I've been playing around with plans and designs for my property (since it's winter and there isn't a whole lot I can actually do outside), and thought I'd share what I've been doing.

First, here is a photo of the actual property. This is 2.68 acres, in south-central Kentucky. The picture was taken this summer after we moved in -- that's my pickup sitting in the driveway.

Behind the truck, we've now added a fence with a gate across the yard, to keep my autistic daughter from wandering off (huge thanks to my middle daughter and her husband, who came to visit and worked hard the whole, hot week they were here fixing things and building that fence).

The brown patch on the ground next to the truck is where I had started laying out cardboard boxes for mulch; that patch has since been enlarged, and since I'm almost out of moving boxes (we moved here at the end of March this year and I’ve almost got everything put away!) I'm going to start actively looking for more boxes to use to mulch what will become our vegetable garden and greenhouse in that area.

The red lines are the property lines; the green line across the property is the county line.

You can see a little pond on the east side of the property (south is at the bottom of the picture, so east is right and west is the left side); about half of the property is fairly level, but then around the pond it slopes down fairly steeply. The pond is the lowest spot on the property. The SE corner is the highest spot, about thirty feet higher than the pond.

So I'm going to post this -- as you can see from the photo, the property is pretty rough and needs a lot of work. You can't see inside the house, which also needs a lot of work, but is structurally sound and has a fairly new metal roof -- though why anyone would put a black roof on a house in this climate is beyond me. In the next post, I'll put a picture of how I hope the place will look in a few years along with some explanations, and then you all can comment.
Aerial View Taken Summer 2018.jpg
Kathleen

(And we'll see in a minute if the attachment actually worked -- I had to switch computers because it wouldn't load from my desktop -- and it's not a big file.)
 

Freeholder

This too shall pass.
Okay, so that appears to have worked. Here is the picture of the dream, LOL! Hope to have this completed within five years, but some of it may take longer. I'm going to attach the picture, then come back and edit my comments in, so it will be a few minutes.

I am trying to use permaculture principles, by the way. Also trying to multi-purpose everything as much as possible.

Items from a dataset
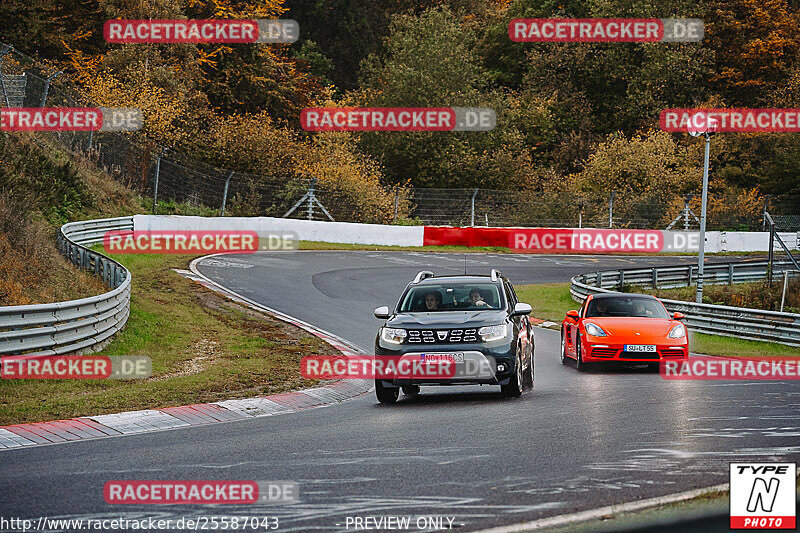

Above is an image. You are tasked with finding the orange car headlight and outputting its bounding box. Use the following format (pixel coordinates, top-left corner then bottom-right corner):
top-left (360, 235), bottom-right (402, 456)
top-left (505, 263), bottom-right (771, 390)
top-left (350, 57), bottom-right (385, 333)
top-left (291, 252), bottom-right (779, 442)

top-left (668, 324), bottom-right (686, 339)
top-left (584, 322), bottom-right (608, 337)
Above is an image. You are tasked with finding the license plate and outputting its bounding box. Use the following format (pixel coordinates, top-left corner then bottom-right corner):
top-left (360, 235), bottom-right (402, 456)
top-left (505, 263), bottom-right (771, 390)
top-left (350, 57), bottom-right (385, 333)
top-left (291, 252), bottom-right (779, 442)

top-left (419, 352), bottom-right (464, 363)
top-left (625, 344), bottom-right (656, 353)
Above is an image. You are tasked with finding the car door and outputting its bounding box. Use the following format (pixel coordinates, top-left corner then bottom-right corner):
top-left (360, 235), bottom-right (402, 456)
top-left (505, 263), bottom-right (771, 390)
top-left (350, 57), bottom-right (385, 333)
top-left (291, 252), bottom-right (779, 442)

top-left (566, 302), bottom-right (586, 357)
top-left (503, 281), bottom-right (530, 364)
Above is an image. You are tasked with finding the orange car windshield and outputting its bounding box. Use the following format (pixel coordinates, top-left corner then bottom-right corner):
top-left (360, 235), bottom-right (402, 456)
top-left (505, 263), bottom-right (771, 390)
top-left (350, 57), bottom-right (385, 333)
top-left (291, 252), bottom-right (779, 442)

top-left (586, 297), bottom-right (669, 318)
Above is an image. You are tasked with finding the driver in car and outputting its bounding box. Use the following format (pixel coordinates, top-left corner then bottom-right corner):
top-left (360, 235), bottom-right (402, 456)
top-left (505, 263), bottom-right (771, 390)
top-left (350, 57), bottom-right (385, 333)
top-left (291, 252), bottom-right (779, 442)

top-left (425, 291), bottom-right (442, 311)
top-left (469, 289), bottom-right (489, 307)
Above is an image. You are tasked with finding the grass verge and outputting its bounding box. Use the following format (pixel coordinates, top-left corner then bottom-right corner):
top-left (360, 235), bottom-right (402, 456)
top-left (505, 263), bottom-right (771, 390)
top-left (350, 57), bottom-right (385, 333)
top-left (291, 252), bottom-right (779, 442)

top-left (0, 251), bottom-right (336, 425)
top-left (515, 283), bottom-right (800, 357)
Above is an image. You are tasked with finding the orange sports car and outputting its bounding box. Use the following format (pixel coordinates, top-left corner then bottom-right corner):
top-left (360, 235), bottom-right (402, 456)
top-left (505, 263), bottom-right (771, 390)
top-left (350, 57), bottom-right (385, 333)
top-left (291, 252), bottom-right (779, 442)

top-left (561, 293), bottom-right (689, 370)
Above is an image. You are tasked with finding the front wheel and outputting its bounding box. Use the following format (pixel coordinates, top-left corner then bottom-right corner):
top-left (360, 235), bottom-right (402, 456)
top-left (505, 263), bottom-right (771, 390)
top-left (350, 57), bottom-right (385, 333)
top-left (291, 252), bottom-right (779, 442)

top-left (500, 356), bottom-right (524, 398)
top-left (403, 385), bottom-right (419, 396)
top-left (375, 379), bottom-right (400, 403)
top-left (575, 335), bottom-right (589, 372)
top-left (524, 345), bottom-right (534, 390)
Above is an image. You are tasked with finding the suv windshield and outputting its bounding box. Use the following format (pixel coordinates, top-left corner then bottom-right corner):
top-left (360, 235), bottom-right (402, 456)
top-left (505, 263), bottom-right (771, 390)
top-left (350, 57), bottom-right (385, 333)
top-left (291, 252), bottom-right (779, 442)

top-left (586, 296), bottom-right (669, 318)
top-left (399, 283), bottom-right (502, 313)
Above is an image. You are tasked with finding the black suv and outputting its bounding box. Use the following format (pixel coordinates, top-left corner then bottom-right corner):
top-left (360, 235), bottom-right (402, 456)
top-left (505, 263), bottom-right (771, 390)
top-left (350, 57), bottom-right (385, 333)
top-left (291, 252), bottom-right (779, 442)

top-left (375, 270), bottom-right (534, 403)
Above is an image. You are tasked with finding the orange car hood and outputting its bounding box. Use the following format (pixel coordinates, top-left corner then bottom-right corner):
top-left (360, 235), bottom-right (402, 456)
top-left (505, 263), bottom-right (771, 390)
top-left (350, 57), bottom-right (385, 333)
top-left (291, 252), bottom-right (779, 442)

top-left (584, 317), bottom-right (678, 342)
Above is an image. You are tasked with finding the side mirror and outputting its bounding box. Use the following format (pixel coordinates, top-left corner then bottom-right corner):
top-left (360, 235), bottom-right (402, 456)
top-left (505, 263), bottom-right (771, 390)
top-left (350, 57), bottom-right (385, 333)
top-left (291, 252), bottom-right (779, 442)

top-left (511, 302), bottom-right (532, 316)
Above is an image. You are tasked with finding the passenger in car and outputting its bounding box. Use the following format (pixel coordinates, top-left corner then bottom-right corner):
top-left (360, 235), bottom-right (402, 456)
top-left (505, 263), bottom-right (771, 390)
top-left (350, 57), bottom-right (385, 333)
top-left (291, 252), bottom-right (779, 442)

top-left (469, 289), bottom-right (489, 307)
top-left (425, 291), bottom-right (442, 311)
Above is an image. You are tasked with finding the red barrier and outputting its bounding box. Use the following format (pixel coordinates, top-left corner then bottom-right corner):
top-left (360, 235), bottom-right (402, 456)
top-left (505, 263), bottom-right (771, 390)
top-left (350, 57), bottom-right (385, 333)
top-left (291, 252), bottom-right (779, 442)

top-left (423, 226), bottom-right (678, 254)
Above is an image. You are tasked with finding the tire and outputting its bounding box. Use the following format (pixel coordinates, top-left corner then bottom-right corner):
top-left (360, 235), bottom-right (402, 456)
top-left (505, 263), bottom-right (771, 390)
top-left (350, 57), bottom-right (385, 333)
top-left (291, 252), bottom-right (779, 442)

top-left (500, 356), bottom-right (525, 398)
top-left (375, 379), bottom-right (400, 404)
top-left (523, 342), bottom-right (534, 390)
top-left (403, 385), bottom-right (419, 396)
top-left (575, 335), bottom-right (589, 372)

▶ **THINGS TO DO**
A - According to the post about the Kentucky property, how large is the property?
B - Shorten the paragraph of the post about the Kentucky property that begins "You can see a little pond", keeping its main facts.
C - Update the stretch of the post about the Kentucky property from "The brown patch" through "the county line.", putting "township line" in place of "county line".

▶ **ANSWER SET**
A - 2.68 acres

B - A small pond sits on the east side of the property (south is at the bottom of the picture). About half the land is fairly level, but it slopes steeply down around the pond, the lowest spot. The SE corner is the highest spot, about thirty feet above the pond.

C -
The brown patch on the ground next to the truck is where I had started laying out cardboard boxes for mulch; that patch has since been enlarged, and since I'm almost out of moving boxes (we moved here at the end of March this year and I’ve almost got everything put away!) I'm going to start actively looking for more boxes to use to mulch what will become our vegetable garden and greenhouse in that area.

The red lines are the property lines; the green line across the property is the township line.